平成15年度臭素系ダイオキシン類排出実態等調査結果について

環境省は、臭素系ダイオキシン類の排出実態等に関して、平成15年度の調査結果を取りまとめた。
 今回の調査対象の難燃剤製造工場及び難燃(防炎)繊維加工工場からの排出ガス、排出水等及び施設周辺環境から臭素系ダイオキシン類が検出された。
 排出ガスについては、臭素化ダイオキシン類濃度は低く、施設周辺の環境大気中の濃度は特に高くなかった。排出水については、一部の工程から高い濃度の臭素化ダイオキシン類が検出された。施設周辺の公共用水域においては、難燃剤製造工場周辺の水域では一般環境に比べて低かったが、難燃(防炎)繊維加工工場周辺の水域からは一般環境に比べて比較的高い濃度の臭素化ダイオキシン類が検出された。また、調査した工程、施設以外からも臭素系ダイオキシン類が発生/排出されている可能性が示唆された。
現時点では、臭素化ダイオキシン類の毒性評価については定まっていないため、環境へ与える影響等について評価することは困難であり、引き続き知見の集積を図っていく必要がある。

→ **データ一覧**:
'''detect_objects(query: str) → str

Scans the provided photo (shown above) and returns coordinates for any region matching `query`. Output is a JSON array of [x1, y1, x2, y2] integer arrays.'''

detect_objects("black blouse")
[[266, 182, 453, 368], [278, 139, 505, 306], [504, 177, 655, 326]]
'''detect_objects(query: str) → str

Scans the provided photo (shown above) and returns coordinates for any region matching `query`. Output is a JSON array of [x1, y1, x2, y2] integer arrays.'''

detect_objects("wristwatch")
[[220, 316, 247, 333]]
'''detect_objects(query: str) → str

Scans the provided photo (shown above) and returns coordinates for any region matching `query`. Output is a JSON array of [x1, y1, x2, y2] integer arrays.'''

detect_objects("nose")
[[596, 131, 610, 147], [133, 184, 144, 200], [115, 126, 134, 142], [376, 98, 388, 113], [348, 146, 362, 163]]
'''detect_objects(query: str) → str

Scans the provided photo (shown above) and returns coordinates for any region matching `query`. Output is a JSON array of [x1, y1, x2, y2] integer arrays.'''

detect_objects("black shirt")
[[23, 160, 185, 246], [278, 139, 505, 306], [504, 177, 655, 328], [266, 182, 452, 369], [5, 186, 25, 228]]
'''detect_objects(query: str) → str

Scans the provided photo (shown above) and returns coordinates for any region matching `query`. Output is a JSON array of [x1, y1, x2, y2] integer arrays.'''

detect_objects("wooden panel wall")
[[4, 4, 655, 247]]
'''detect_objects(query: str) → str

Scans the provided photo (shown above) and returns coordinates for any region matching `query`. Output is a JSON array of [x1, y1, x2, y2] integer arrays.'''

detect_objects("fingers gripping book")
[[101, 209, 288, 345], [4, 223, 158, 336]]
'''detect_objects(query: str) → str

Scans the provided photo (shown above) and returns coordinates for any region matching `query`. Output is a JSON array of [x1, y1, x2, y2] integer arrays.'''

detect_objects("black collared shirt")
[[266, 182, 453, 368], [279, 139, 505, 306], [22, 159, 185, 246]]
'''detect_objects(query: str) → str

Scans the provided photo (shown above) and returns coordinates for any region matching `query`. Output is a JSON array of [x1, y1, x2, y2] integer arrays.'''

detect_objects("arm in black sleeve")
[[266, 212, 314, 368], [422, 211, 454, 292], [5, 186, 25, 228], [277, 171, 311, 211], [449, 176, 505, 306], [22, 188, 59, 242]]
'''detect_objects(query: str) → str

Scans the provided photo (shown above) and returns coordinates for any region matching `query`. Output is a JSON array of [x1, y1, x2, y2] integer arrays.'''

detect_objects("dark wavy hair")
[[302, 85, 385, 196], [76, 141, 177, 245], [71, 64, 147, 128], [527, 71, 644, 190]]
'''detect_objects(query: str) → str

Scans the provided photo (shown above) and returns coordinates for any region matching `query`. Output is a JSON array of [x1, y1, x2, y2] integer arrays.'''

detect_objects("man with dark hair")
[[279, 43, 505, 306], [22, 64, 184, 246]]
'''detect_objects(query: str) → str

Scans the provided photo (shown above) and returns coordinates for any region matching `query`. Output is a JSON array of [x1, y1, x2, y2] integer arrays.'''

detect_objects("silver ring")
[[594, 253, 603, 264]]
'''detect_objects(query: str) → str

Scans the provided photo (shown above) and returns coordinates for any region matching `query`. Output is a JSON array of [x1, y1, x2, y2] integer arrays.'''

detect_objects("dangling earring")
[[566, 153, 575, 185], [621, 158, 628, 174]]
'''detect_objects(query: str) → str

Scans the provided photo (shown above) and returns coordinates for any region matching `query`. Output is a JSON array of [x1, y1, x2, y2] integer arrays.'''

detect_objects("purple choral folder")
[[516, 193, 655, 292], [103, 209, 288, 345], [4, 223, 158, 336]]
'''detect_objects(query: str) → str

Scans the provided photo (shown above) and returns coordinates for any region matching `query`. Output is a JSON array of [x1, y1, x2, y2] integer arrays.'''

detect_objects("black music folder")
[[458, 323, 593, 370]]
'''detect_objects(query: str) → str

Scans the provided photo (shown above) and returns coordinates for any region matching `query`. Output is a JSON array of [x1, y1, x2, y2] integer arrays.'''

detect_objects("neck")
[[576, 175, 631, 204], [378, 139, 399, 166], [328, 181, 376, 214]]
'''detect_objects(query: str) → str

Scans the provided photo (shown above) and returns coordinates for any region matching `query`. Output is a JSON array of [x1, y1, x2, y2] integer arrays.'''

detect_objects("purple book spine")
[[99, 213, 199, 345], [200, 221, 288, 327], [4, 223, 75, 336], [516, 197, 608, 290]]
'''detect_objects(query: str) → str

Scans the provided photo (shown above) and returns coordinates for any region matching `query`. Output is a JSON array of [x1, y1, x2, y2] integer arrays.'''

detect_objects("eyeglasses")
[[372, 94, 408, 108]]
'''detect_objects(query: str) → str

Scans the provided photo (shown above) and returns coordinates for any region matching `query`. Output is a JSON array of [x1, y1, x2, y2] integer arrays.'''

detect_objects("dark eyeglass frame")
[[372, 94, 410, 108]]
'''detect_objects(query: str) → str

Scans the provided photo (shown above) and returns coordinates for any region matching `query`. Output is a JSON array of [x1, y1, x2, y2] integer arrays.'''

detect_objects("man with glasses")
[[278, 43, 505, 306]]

→ **短い問題 1**: 臭素系ダイオキシン類の調査結果の文章で、「排出ガスについては」で始まる段落で濃度の結果が書かれている対象を、すべて挙げてください。周辺の水域は工場ごとに分けてください。
→ **短い問題 2**:
臭素系ダイオキシン類の調査結果の文章について、次の問いに答えてください。
(a) 調査結果を取りまとめたのはどこですか。
(b) 難燃(防炎)繊維加工工場周辺の水域の臭素化ダイオキシン類の濃度は、一般環境と比べてどうでしたか。
(c) 環境への影響を評価するのが難しいのはなぜですか。
→ **短い問題 3**: 臭素系ダイオキシン類の調査結果の文章を、最後の文の後から書き進めてください。

→ **記述の答え 1**:
・排出ガス
・施設周辺の環境大気
・排出水
・難燃剤製造工場周辺の水域
・難燃(防炎)繊維加工工場周辺の水域

→ **記述の答え 2**:
(a) 環境省
(b) 一般環境に比べて比較的高かった。
(c) 臭素化ダイオキシン類の毒性評価がまだ定まっていないから。

→ **記述の答え 3**:
 環境省としては、ダイオキシン類対策特別措置法に基づき、今後も引き続き、因果関係を含めた調査を実施し、その結果等を踏まえ、必要な措置を講ずることとしている。

1.背景

 ダイオキシン類の類縁化合物である臭素系ダイオキシン類については、ダイオキシン類対策特別措置法附則第2条において「政府は、臭素系ダイオキシンにつき、人の健康に対する影響の程度、その発生過程等に関する調査研究を推進し、その結果に基づき、必要な措置を講ずるものとする」との検討規定が設けられている。
 環境省では、この規定を踏まえて、世界保健機関(WHO)から刊行された国際化学物質安全性計画(IPCS)の環境保健クライテリア205において、臭素系ダイオキシン類の生成、排出が報告されている工程(臭素系難燃剤及びその使用製品の製造・加工から廃棄・リサイクルに至るまでの工程)に係る工場の施設を順次対象にして、臭素系ダイオキシン類の排出実態等の調査を行っている。

2.調査の概要

 平成15年度においては、難燃剤製造工場及び難燃(防炎)繊維加工工場を対象に臭素系ダイオキシン類の排出実態等を調査した。なお、調査の一部については、経済産業省と共同で実施した。

(1) 調査対象施設  
  難燃剤製造工場 : 2工場
    (臭素系難燃剤であるテトラブロモビスフェノールA(TBBPA)またはTBBPAを原料としたTBBPA系難燃剤(TBBPAポリカーボネートオリゴマー)を製造する工場)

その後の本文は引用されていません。